## [PROBLEM TO SOLVE]
Please output the records below as a two-column CSV with the columns text and answer, giving one row for each text with its answer. Put each field in quotes, turn line breaks into spaces, and leave out the pictures.

Location labeling records
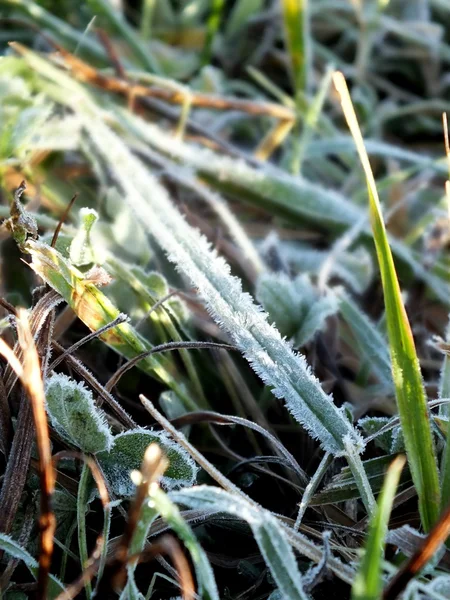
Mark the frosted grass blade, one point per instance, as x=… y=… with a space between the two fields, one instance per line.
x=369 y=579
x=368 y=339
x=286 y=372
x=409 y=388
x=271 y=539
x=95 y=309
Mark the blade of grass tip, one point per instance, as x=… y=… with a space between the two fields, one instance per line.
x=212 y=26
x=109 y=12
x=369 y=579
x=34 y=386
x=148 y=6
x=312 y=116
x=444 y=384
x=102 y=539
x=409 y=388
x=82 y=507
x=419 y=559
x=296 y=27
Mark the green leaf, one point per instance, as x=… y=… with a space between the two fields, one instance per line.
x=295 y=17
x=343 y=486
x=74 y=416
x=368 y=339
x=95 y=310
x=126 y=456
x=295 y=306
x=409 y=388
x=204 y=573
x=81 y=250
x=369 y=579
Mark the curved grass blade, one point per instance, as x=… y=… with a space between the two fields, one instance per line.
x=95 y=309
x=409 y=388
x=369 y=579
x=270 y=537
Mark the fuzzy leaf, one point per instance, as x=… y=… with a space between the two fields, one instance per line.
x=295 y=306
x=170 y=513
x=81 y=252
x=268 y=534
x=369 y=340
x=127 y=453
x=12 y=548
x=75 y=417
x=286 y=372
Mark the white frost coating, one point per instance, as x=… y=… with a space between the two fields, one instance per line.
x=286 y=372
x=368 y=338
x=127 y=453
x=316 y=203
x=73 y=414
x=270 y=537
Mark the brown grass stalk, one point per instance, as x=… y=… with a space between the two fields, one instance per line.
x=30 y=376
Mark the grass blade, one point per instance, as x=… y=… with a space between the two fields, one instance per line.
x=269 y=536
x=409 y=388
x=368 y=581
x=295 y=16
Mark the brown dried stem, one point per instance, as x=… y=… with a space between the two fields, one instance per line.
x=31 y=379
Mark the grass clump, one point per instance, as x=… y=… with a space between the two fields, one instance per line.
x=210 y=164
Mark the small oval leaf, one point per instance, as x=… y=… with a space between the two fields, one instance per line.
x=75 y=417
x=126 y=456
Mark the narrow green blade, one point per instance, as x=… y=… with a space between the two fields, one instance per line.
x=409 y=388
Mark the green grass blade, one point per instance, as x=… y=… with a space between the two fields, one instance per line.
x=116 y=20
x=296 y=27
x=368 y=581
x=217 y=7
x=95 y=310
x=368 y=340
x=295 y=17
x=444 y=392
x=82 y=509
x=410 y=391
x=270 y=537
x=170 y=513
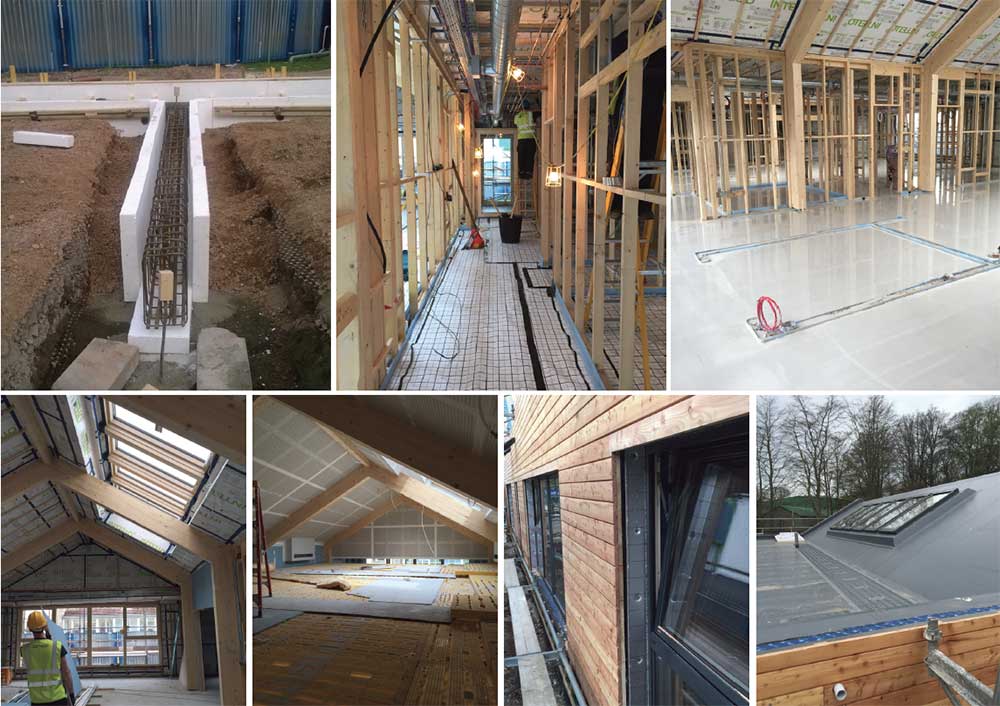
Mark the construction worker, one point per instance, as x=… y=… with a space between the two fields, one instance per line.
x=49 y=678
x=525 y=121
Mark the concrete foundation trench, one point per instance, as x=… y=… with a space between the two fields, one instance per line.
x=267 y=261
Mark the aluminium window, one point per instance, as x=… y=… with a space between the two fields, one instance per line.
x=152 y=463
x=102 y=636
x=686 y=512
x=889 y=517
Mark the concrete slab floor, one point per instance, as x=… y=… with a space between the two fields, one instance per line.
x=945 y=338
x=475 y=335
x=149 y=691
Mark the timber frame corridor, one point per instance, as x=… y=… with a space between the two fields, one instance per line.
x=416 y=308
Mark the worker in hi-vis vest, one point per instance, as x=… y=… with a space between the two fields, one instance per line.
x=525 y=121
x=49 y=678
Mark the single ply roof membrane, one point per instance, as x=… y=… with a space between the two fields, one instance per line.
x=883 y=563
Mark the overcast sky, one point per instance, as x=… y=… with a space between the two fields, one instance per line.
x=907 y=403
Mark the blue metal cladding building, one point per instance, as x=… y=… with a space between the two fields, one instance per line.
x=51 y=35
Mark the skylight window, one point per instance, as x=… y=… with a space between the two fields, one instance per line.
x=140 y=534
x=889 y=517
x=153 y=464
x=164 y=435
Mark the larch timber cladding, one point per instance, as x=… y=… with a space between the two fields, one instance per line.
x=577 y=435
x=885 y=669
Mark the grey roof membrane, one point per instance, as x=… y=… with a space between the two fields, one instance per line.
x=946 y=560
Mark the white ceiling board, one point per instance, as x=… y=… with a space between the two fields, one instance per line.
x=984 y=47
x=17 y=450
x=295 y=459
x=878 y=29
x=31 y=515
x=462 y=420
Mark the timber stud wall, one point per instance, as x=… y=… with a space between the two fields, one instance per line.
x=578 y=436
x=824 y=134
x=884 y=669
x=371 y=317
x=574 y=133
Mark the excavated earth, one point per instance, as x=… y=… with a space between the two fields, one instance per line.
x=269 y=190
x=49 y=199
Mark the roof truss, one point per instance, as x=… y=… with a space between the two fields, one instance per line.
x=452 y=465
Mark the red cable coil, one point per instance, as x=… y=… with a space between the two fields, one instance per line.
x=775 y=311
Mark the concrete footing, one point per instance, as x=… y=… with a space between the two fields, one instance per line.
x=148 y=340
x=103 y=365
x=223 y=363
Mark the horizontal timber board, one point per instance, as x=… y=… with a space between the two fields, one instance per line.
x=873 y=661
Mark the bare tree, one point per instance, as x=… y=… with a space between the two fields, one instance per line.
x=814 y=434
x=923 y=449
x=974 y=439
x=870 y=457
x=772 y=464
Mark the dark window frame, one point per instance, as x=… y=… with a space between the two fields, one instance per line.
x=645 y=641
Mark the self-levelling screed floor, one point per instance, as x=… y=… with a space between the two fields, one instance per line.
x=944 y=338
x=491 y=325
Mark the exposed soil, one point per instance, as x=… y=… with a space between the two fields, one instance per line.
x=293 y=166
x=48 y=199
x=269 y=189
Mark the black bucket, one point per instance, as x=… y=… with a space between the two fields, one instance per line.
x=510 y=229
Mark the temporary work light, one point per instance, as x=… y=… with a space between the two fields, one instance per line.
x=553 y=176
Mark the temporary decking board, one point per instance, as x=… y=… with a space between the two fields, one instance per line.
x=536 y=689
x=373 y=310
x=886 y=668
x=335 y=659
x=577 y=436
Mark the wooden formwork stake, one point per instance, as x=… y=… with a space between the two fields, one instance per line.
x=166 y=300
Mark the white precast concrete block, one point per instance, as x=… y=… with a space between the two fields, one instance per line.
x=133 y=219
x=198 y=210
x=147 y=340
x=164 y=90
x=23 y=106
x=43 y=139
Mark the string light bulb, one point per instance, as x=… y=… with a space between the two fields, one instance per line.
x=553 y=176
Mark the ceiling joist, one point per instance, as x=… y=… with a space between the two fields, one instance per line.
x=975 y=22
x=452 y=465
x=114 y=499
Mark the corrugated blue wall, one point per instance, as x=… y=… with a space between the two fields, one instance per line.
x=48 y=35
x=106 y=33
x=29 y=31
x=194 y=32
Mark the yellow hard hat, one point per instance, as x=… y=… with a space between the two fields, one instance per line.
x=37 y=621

## [TASK RESPONSE]
text,answer
"Mark the frosted grass blade, one point per instance, as x=… y=… with a space between the two fields, one instance per line.","x=369 y=579 x=368 y=339 x=286 y=372 x=409 y=388 x=271 y=539 x=95 y=309"
"Mark the blade of grass tip, one point per instance, as x=… y=… with a space between the two fields, one instance per line.","x=212 y=26 x=109 y=12 x=369 y=579 x=34 y=386 x=148 y=6 x=312 y=116 x=444 y=384 x=102 y=539 x=409 y=388 x=82 y=507 x=419 y=559 x=296 y=27"
"Mark the green leaf, one point per instance, as x=… y=… with a space between the two fields, one instance per line.","x=295 y=17 x=343 y=486 x=74 y=416 x=368 y=339 x=95 y=310 x=126 y=456 x=295 y=306 x=409 y=388 x=204 y=573 x=81 y=250 x=369 y=579"
"Mark the curved grass blade, one point per instance, as x=… y=… with a space between the two fields, one instance per line.","x=95 y=309 x=409 y=388 x=369 y=579 x=270 y=537"
"Mark the fuzzy leaf, one point per instance, as x=… y=… with a space between the two fields, one instance per line.","x=295 y=306 x=170 y=513 x=81 y=252 x=268 y=534 x=369 y=340 x=127 y=453 x=12 y=548 x=75 y=417 x=286 y=372"
"Mark the white frost coating, one point per instance, as x=… y=… with a space between the two fields, one instance per line.","x=286 y=372 x=368 y=338 x=127 y=453 x=316 y=203 x=73 y=414 x=270 y=537"
"Mark the brown grass stalk, one point per instance, as x=… y=… with a space between the two fields, one instance per line.","x=30 y=376"
"Mark the grass blade, one point per instance, as x=… y=… with a space between the two fields, one instance per line.","x=269 y=536 x=409 y=388 x=368 y=581 x=295 y=16"
"Mark the brown dried stem, one point per instance, as x=… y=… with a space between the two fields, one instance per line.","x=31 y=379"
"Mark the grass clump, one point per instance, as x=… y=… with a space between the two fields, one instance per line.","x=210 y=164"
"Mark the small oval leaf, one point per instance, as x=… y=… with a space between the two fields, one instance per line.","x=75 y=417 x=126 y=456"
"Mark the narrow green blade, one point per instance, as x=… y=… with a space between the two fields, one instance per line.","x=409 y=388"
"Mark the green grass blade, one point per instance, as x=… y=… with a space between the two fields, one instance per line.","x=116 y=20 x=296 y=27 x=368 y=581 x=217 y=7 x=95 y=310 x=368 y=340 x=295 y=17 x=444 y=392 x=82 y=509 x=410 y=391 x=270 y=537 x=170 y=513"
"Mark the construction worker, one point per instance, as x=… y=… with a space between the two fields, one instance per line.","x=49 y=678 x=525 y=121"
"Mark the concrete foundation trench, one point per instance, as x=… y=… with a space between the two fields, one instance per line.","x=267 y=261"
"Mark the aluminium window, one point per instance, as x=… y=… with a space between the two fields, one instance per line.","x=152 y=463 x=102 y=636 x=686 y=512 x=889 y=517"
"Mark the concrete slab floor, one point per instance, as x=… y=… with a space between the two fields, one instance per line.","x=945 y=338 x=475 y=335 x=149 y=691"
"Mark the timber frame corridor, one point per instance, as x=… y=… with a space between the two fields, one instance per line.","x=416 y=308"
"Mark the worker in hi-vis vest, one point per instance, as x=… y=… with a space between the two fields, one instance per line.","x=525 y=121 x=49 y=678"
"Mark the single ply roof membrane, one point per instance, as x=… y=… with a space between the two fields, one instance per line.","x=883 y=563"
"Mark the overcast sky, one point per instance, as x=… y=… with a space between the two fields, one instance per line.","x=907 y=403"
"Mark the blue metal cladding building, one point per instance, as x=… y=… with a space between the two fields, one instance per line.","x=51 y=35"
"Mark the skylight window, one point per instance, as x=… y=… with a space between the two fields, one instance per line.","x=140 y=534 x=889 y=517 x=153 y=464 x=164 y=435"
"Mark the larch timber cladding, one point per instance, as x=… y=… with a space between the two fields, one instance per line.","x=577 y=435 x=885 y=669"
"Mark the grey roof membrane, one point per instance, as x=… y=… with a space between the two fields, one instance per line.","x=946 y=560"
"Mark the white ceiling board, one point per instance, as x=… y=… with a space between the two fields, one instance per line.","x=984 y=47 x=17 y=450 x=295 y=459 x=878 y=29 x=31 y=515 x=462 y=420"
"Mark the timber stud wall, one point per instance, as x=… y=… with a space between the two fields, one instance per line.","x=578 y=436 x=824 y=134 x=884 y=669 x=371 y=317 x=574 y=133"
"Mark the excavated earth, one point per instance, as x=… y=… with a space between the two fields, one instance per line.","x=269 y=190 x=49 y=199"
"Mark the roof truss, one point per instance, as x=… y=… with a space between the two fields, one instance per line.","x=452 y=465"
"Mark the red cable coil, one point per instance, as x=… y=… with a space between the two fields, one instance per line.","x=775 y=311"
"Mark the concrete footing, one point per instance, as x=… y=… with a space between the two fields, one instance per line.","x=148 y=340 x=103 y=365 x=223 y=363"
"Mark the horizontal timber board, one point per instance, as x=… y=… with a space between the two fields, one instance per line.","x=873 y=661"
"Mark the bare tree, one point per instance, as x=… y=… with a space between the two fields, one instance per line.","x=814 y=434 x=923 y=449 x=974 y=439 x=870 y=457 x=772 y=464"
"Mark the dark window frame, one point per instance, as x=… y=… with a space between the two fields, one instance per line.","x=645 y=641"
"Mark the self-levelling screed floor, one point per instance, as x=… y=… with a space between the two fields, one instance per line.","x=944 y=338 x=491 y=325"
"Mark the exposed soil, one point per instance, as x=… y=… with a space between the two fields, one instance per line.","x=293 y=166 x=48 y=199 x=269 y=189"
"Mark the black bucket, one point per instance, as x=… y=… with a space between the two fields, one instance per line.","x=510 y=229"
"Mark the temporary work light, one point per instance, as x=… y=… with a space between the two fields, one instance per line.","x=553 y=176"
"Mark the temporary decking board, one point per instance, as x=… y=… with a space between the two fields, one instance per line.","x=536 y=689 x=373 y=310 x=886 y=668 x=335 y=659 x=577 y=436"
"Mark the wooden formwork stake, one point per instance, as x=… y=… with a space between the two fields, one instance per line.","x=166 y=300"
"Mark the white precast concrete block, one point per instance, as x=… y=… with a space between the two fields, one instance per line.","x=133 y=219 x=198 y=210 x=147 y=340 x=164 y=90 x=23 y=106 x=43 y=139"
"Mark the string light bulb, one point per instance, as x=… y=… with a space between the two fields, one instance per line.","x=553 y=176"
"Mark the ceiling joist, one point per instance, as x=… y=… with a space between the two fields, one instance per line.","x=975 y=22 x=452 y=465 x=114 y=499"
"Mark the corrugated blue wall, one point per instance, as x=… y=… with a space between the two fields, one instance per line.","x=48 y=35 x=106 y=33 x=29 y=31 x=194 y=32"
"Mark the yellow hard hat, one point per instance, as x=… y=… with a space between the two fields, one instance per line.","x=37 y=621"